Items pointing to named objects:

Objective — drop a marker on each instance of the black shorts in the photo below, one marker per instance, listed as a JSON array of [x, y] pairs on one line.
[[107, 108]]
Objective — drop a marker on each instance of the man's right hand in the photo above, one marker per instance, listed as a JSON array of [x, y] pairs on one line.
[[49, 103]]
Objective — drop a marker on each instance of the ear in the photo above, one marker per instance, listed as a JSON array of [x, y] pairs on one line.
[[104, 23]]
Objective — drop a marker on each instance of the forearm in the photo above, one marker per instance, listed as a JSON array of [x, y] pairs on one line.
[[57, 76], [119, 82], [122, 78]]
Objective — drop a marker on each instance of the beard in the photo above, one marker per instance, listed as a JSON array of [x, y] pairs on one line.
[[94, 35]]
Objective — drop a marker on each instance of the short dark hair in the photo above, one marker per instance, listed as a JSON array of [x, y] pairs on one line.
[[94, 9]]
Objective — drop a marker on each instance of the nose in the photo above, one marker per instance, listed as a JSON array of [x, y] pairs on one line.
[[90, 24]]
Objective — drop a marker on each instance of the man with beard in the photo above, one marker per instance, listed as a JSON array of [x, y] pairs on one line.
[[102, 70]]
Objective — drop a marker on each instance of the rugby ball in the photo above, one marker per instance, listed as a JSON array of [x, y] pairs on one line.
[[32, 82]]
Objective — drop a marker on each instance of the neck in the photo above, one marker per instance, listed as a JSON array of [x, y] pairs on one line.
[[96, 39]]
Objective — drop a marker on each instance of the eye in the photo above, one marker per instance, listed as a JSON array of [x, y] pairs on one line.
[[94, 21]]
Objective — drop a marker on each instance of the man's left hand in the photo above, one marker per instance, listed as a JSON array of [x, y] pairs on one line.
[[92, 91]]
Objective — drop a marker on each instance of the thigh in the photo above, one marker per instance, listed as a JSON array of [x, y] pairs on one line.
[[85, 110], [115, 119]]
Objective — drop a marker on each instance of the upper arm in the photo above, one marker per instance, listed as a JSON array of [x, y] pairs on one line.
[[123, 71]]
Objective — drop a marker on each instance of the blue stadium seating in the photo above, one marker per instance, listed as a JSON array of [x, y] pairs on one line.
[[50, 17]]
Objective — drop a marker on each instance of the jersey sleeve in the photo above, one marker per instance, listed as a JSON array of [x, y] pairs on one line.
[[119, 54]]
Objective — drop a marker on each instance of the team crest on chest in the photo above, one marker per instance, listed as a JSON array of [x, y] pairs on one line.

AIM → Copy the items above line for line, without any changes.

FINISHED EXERCISE →
Objective — drop a marker on each instance of the black shorts in the photo below, one marker per instance, listed as a JSON array of [x, y] pairs on one line.
[[107, 108]]
Objective — drop a marker on each instance of the man's right hand in the photo above, one marker per instance, listed as a JSON array of [x, y] pairs on one line.
[[49, 103]]
Objective — drop a marker on each instance of the ear in the photo above, one marker per instance, listed as a JSON array of [x, y] pairs on one line.
[[104, 23]]
Objective — drop a marker on each instance of the forearm in the photo above, one marker per instance, listed as a JSON array of [x, y] pairs on one line.
[[57, 76], [119, 82], [122, 78]]
Objective — drop a marker on each instance of the beard in the photo above, one marker per instance, listed as a JSON array of [x, y] pairs on one line.
[[94, 35]]
Objective — drop a marker on each instance of the short dark hair in the photo above, one marker per instance, listed as a JSON array of [x, y] pairs on one line.
[[94, 9]]
Objective — drop a marker on each instance of the nose in the photo above, one marker per instance, listed as a JSON array of [x, y] pairs on one line.
[[90, 24]]
Objective — drop a marker on each instance of the man with beard in the photo above, one marker per instance, listed as a JSON array of [x, y] pairs on one line.
[[102, 70]]
Objective — drop a marker on each instance of the rugby ball in the photo above, one marker per instance, listed as a JSON array of [x, y] pairs on one line.
[[32, 82]]
Objective — drop a marker on each instance of the neck in the photo above, one marker per instance, listed as a JSON array of [x, y] pairs on one line.
[[96, 39]]
Objective — drop a marker on each instance of the eye in the photo above, one marker per instance, listed as a JSON array of [x, y] pairs on one line.
[[94, 21]]
Objective — drop a marker on each instance of the man's left hand in the photo above, one marker per instance, listed as a JSON array of [x, y] pairs on one line.
[[92, 91]]
Objective — drop a marker on each instance of the thigh in the photo above, one marker per instance, listed as a JSON array of [x, y] pairs on one line.
[[85, 110], [115, 119]]
Objective — drop a marker on each instance of the upper arm in the photo above, one marker per instance, listed as a JSON array of [x, y] pairs on one line.
[[123, 71]]
Objective — drop a marker on each instance of the blue stadium seating in the photo above, one marker per instance, listed as a JSON array of [x, y] pairs on one line.
[[50, 17]]
Objective — drop a marker on each instance of the jersey sleeve in the photo above, one marker per instance, listed as a JSON array of [x, y] pairs on one line.
[[119, 54]]
Objective — drop a marker on each instance of the team crest on chest in the photo above, one marker per instance, listed as a JSON array of [x, y] pairs on one line.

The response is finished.